--- ARTICLE ---
-- start --

To obtain force from momentum we use the formula change in momentum/time. The time in the equation refers to the amount of time the force is exerted on the gas molecules.

So when considering the kinetic theory of gases we are taught that F ∝ change in momentum/ time so F ∝ 2mv/(2d/v) and hence F ∝ mv2/d. The thing that I don't understand is why the time is 2d/v. 2d/v gives us the time taken for the molecule to travel from one wall to the other. But the "time" in the change in momentum/time equation shouldn't be the time taken for the molecule to travel from one wall to another and instead should be the time the molecule spends in collision with the wall instead.

So why is the 2d/v always used?

2. May 7, 2015

### Staff: Mentor

This is the average rate of change of momentum for a single molecule. The instantaneous rate of change of momentum is zero during the time the molecule is traveling between the walls, and is very large for the brief time in which the molecule is in contact with the wall. If you add up all the average rates of change of momentum for all the molecules, you get the force exerted on a wall.

Chet

3. May 7, 2015

### sgstudent

Hmm but why would taking the time for the molecule to move from one wall to another give is the average force exerted? Shouldn't we had that very large value instead? I don't see how using 2d/v gives us the average force exerted on the wall by a single molecule..

Thanks

4. May 8, 2015

### Staff: Mentor

We want to add up the forces that all the molecules are exerting on the wall to get the total force, but they are not all hitting the wall as the same time. So this is the first step in beginning to take that into account.

Suppose I have a mass m, and I exert a force of 5 N on the mass for 10 seconds, and then I exert a force of 1 N on the mass for the next 50 seconds. What is the average force that I exerted on the mass over the entire 60 seconds? And, if I had exerted that same average force on the mass over the entire 60 seconds, would its momentum be the same as in the case of the two separate intervals?

-- end --

--- SET EXERCISE A ---
Pick out every line of the listing below that contains the word "sailboat", and copy each one in full.

--- RECORD EXCERPTS ---
-- start --

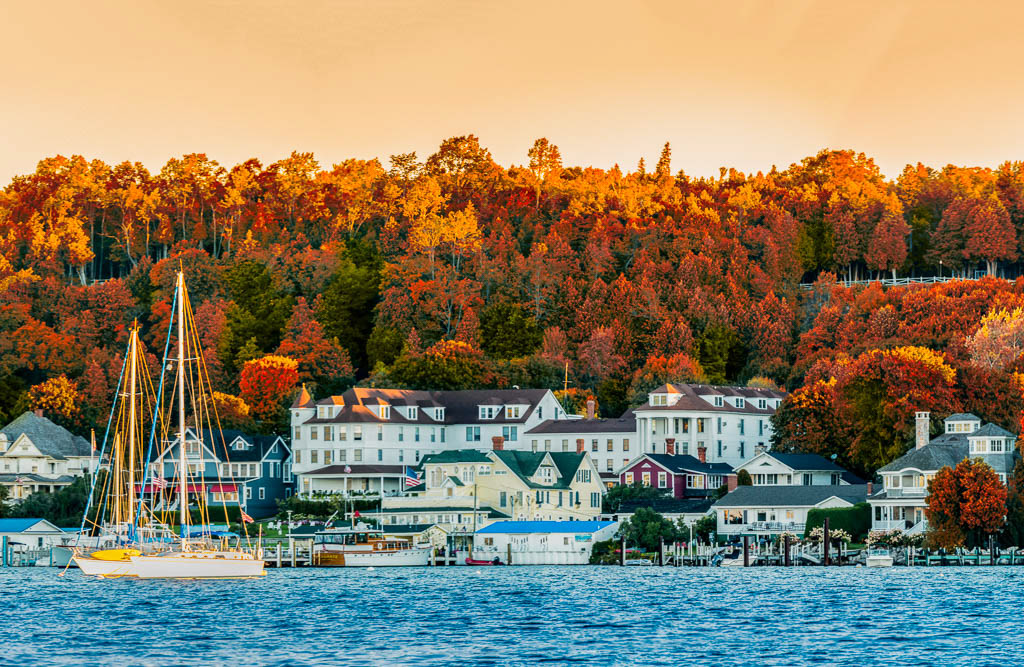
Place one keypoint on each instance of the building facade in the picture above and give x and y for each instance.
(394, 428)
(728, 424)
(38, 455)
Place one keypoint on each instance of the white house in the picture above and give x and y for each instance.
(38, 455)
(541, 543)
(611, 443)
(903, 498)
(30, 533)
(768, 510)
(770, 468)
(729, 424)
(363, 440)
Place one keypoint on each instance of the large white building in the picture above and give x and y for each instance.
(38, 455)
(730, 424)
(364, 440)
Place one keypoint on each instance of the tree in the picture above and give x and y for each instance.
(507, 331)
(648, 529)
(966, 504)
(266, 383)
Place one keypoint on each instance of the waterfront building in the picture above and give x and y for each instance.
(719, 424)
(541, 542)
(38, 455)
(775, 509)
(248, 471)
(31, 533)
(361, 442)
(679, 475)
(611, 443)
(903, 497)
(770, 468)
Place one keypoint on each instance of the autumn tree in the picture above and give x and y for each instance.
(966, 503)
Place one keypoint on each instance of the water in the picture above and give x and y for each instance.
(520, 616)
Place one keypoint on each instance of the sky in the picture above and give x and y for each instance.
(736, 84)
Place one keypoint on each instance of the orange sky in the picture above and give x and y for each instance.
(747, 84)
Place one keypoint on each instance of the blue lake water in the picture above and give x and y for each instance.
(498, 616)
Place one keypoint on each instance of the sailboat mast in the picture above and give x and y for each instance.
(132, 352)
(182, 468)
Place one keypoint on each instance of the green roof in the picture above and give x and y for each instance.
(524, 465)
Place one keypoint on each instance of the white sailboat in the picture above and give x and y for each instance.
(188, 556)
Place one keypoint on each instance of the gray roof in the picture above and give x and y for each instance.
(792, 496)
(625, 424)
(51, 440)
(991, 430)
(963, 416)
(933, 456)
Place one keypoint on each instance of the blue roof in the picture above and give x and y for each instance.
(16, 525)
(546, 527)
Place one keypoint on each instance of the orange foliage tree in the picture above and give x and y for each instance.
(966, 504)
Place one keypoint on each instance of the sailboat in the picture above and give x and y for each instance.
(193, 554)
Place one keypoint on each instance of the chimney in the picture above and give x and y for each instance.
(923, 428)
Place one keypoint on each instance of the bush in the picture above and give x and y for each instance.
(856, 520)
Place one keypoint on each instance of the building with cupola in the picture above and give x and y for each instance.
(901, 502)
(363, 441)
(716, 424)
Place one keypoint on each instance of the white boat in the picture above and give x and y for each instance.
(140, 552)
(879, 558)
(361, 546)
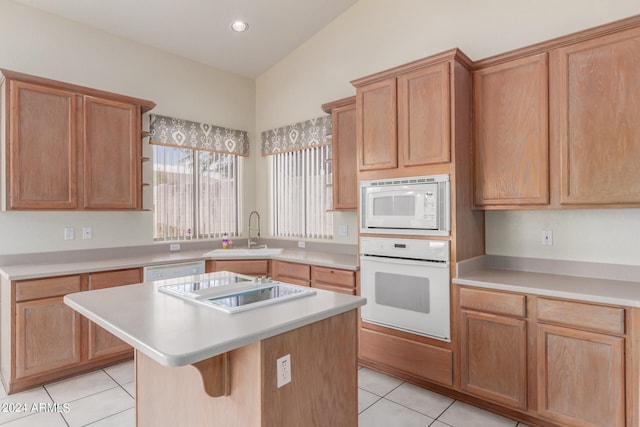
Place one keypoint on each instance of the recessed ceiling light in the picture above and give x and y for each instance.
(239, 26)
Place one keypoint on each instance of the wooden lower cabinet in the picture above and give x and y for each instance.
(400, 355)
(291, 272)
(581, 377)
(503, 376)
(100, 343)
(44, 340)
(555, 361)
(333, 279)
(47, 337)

-- end --
-- start --

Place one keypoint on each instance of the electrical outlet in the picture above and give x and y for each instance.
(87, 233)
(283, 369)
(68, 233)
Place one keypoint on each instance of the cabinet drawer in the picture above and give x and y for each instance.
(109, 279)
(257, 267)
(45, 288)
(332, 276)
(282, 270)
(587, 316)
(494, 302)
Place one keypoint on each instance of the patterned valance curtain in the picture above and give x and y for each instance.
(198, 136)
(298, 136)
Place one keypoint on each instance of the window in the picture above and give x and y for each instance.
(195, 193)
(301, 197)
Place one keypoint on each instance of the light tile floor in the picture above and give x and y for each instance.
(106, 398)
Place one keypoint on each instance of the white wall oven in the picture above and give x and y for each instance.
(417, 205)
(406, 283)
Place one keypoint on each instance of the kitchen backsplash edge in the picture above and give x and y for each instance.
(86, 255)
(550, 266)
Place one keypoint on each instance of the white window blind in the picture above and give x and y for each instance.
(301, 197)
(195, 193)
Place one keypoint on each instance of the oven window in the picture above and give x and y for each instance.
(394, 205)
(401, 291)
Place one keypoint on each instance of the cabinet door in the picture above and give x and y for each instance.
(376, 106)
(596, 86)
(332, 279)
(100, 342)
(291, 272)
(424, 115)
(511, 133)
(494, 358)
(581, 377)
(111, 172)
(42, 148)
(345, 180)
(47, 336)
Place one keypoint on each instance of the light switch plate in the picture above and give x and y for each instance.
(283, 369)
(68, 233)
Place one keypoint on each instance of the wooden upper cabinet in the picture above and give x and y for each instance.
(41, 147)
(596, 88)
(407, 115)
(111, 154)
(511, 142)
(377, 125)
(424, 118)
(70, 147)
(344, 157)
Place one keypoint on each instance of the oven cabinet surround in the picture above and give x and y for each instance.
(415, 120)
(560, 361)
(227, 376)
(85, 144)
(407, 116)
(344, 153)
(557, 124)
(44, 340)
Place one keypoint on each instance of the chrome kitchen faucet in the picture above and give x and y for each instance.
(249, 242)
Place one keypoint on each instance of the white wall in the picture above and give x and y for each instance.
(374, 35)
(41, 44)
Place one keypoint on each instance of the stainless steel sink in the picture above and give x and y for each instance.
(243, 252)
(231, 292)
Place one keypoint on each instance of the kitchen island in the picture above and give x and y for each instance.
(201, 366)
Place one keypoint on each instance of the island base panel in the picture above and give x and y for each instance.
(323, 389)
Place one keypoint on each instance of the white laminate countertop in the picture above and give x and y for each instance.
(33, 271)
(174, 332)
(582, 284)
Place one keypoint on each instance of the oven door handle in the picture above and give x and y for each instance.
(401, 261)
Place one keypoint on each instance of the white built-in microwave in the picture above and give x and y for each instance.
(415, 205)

-- end --
-- start --

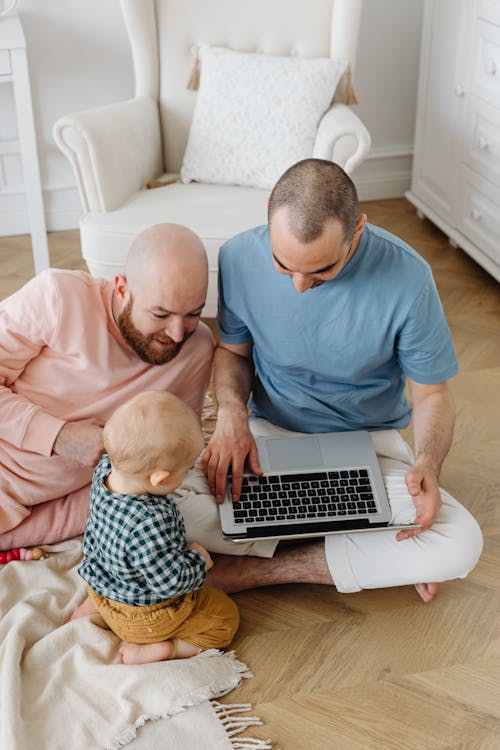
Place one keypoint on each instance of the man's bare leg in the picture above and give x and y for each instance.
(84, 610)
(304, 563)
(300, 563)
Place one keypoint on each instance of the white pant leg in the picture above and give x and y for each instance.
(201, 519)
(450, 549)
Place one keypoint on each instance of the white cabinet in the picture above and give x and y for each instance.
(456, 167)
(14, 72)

-- end --

--- SET EXERCISE B ---
Output the passage of the forum thread from "So when considering" up to and including "the wall instead.".

--- COMPLETE ANSWER A ---
Place one keypoint on each instance of the sailboat mast in the picture above and give x and y for each instance.
Place one keypoint on each instance of the white sailboat in the picture above and give x and y for each instance.
Place one keypoint on each instance of the sailboat in the picture above and give x and y for each instance.

--- COMPLETE ANSWER B ---
So when considering the kinetic theory of gases we are taught that F ∝ change in momentum/ time so F ∝ 2mv/(2d/v) and hence F ∝ mv2/d. The thing that I don't understand is why the time is 2d/v. 2d/v gives us the time taken for the molecule to travel from one wall to the other. But the "time" in the change in momentum/time equation shouldn't be the time taken for the molecule to travel from one wall to another and instead should be the time the molecule spends in collision with the wall instead.